Selon Dom Jean-Marie Berland, coauteur du livre Val de Loire Roman de la collection Zodiaque :

«Peu de monuments sont datés avec autant de précision que l'église Saint-Aignan d'Orléans. Le moine Helgaud, de Fleury-sur-Loire, a narré beaucoup de détails de son histoire dans sa “Vie du roi Robert le Pieux” (996-1031). Nous savons ainsi qu'après l'incendie de la ville, en 989, on entreprit la reconstruction de cette église. Le Prince... prit tout à sa charge. Il fit établir la nouvelle “maison de Dieu” dans un lieu plus élevé... et suivit la construction jusqu'à son achèvement... La nouvelle église a des proportions grandioses (correspondant à : 86,5 m de longueur, 23,7m de largeur, 19,8 m de hauteur. Elle est dotée de 125 fenêtres).
------------
▶ _TRAVAIL À FAIRE_:
a - Combien de fenêtres la nouvelle église compte-t-elle selon l'extrait sur l'église Saint-Aignan ?
b - Expliquez, d'après l'extrait sur l'église Saint-Aignan, pourquoi cet édifice peut être daté avec autant de précision.
c - Rédigez la suite de l'extrait sur l'église Saint-Aignan à partir de l'endroit où il s'arrête.
------------
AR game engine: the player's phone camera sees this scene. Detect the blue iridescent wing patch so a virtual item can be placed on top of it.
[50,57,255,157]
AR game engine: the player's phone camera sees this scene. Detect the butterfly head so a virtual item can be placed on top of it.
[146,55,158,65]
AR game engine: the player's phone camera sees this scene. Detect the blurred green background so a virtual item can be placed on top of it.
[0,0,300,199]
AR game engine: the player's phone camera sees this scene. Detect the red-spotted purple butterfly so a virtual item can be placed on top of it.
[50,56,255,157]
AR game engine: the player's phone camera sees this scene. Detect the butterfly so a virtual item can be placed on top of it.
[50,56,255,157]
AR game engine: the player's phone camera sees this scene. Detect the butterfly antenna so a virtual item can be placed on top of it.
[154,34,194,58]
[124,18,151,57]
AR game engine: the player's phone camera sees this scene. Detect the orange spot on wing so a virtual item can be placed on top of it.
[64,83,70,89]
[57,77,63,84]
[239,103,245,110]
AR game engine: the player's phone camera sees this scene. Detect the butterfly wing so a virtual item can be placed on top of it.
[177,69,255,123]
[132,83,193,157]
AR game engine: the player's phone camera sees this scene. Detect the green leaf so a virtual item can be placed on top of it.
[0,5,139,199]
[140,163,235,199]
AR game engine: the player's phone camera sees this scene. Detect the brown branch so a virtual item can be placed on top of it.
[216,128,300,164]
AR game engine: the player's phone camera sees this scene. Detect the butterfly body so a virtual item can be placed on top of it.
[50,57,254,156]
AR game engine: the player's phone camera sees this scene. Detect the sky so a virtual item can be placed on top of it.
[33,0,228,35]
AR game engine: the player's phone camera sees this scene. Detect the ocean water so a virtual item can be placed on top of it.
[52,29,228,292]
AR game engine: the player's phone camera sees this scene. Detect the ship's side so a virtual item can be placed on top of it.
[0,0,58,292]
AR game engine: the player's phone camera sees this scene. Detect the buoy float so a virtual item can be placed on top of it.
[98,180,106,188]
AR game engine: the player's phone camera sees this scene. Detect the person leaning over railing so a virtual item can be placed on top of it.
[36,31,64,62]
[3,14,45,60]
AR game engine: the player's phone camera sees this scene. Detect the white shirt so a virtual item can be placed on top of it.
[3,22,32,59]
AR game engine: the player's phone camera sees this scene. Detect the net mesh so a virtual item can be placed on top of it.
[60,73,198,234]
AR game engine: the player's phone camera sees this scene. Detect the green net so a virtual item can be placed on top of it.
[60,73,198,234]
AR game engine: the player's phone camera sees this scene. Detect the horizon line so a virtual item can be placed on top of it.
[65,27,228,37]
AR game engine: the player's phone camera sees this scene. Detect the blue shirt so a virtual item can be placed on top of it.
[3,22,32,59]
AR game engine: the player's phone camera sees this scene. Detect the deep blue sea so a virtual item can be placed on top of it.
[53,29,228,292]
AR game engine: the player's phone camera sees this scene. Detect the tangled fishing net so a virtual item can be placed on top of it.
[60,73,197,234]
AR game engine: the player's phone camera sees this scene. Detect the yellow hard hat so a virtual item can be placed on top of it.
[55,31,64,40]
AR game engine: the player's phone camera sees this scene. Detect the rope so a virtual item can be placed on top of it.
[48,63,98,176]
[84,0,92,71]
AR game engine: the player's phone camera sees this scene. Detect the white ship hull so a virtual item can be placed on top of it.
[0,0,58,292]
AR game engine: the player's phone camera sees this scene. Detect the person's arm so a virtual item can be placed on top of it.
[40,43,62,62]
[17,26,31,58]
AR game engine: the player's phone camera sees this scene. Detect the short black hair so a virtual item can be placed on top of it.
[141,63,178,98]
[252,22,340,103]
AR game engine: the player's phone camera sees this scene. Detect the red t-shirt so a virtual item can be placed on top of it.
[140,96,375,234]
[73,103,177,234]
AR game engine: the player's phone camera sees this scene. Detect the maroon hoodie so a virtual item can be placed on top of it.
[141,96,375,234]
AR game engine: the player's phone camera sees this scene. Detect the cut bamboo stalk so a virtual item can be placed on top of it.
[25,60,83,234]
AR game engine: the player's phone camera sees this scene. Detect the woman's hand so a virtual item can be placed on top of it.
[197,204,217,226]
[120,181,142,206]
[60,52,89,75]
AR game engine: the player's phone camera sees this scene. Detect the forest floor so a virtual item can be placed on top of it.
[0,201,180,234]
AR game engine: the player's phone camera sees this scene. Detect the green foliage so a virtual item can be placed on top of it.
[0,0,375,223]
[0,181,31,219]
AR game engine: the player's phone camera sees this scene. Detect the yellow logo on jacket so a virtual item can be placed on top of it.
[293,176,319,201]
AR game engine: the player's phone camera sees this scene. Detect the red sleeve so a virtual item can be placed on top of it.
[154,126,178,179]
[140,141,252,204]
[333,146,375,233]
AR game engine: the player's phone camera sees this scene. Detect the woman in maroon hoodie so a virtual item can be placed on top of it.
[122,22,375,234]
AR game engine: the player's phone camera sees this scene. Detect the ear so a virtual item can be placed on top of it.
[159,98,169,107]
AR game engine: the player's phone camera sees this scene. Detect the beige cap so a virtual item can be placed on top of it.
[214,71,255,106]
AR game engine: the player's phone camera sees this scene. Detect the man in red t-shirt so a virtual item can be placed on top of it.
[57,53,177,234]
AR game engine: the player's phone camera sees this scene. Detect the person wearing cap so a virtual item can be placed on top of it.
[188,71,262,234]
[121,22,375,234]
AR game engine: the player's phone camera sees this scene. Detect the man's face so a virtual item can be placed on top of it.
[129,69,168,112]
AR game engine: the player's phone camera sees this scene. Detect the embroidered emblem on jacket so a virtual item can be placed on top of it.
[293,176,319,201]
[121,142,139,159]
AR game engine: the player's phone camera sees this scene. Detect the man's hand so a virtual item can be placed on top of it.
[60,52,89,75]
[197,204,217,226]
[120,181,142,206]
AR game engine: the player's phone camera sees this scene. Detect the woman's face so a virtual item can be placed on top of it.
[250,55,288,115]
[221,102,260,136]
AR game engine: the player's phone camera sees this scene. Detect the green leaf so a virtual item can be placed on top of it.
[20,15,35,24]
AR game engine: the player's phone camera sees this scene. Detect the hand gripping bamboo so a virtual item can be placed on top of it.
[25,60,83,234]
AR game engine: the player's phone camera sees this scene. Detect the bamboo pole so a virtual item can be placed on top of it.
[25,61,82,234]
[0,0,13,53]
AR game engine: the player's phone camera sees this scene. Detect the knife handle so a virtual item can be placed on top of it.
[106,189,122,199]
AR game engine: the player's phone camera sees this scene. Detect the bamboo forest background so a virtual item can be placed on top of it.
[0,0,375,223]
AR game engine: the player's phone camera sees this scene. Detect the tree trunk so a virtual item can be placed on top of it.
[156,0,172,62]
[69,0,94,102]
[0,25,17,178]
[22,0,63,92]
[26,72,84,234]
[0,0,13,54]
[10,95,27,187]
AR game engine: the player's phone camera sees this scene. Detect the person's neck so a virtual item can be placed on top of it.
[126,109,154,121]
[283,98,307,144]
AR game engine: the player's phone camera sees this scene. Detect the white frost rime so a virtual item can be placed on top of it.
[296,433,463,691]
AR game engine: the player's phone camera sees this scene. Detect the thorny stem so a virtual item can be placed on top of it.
------------
▶ _RÉSULTATS_:
a - Elle est dotée de 125 fenêtres.

b - Le moine Helgaud, de Fleury-sur-Loire, a raconté beaucoup de détails de son histoire dans sa « Vie du roi Robert le Pieux ». On sait ainsi que sa reconstruction fut entreprise après l'incendie de la ville en 989.

c -
Helgaud prend point de souligner que le chevet est semblable à celui de la cathédrale de Clermont (et non de Notre-Dame-du-Port). Ajoutons à cela que l'église comptait dix-neuf autels, dont nous connaissons les titulaires. L'autel principal était dédié à saint Pierre et saint Paul... Saint Aignan avait deux autels consacrés à son nom, l'un : ad caput, l'autre : ad pedens. Ce qui veut dire que l'un était dans l'abside de l'église supérieure, et l'autre dans l'abside de la crypte. Cette ordonnance est classique : l'autel principal, en avant du chœur de l'église haute et peut-être à la croisée du transept. L'autel matutinal, celui de saint Aignan, dans l'abside. L'autel de la confession, dédié aussi au saint, dans la crypte...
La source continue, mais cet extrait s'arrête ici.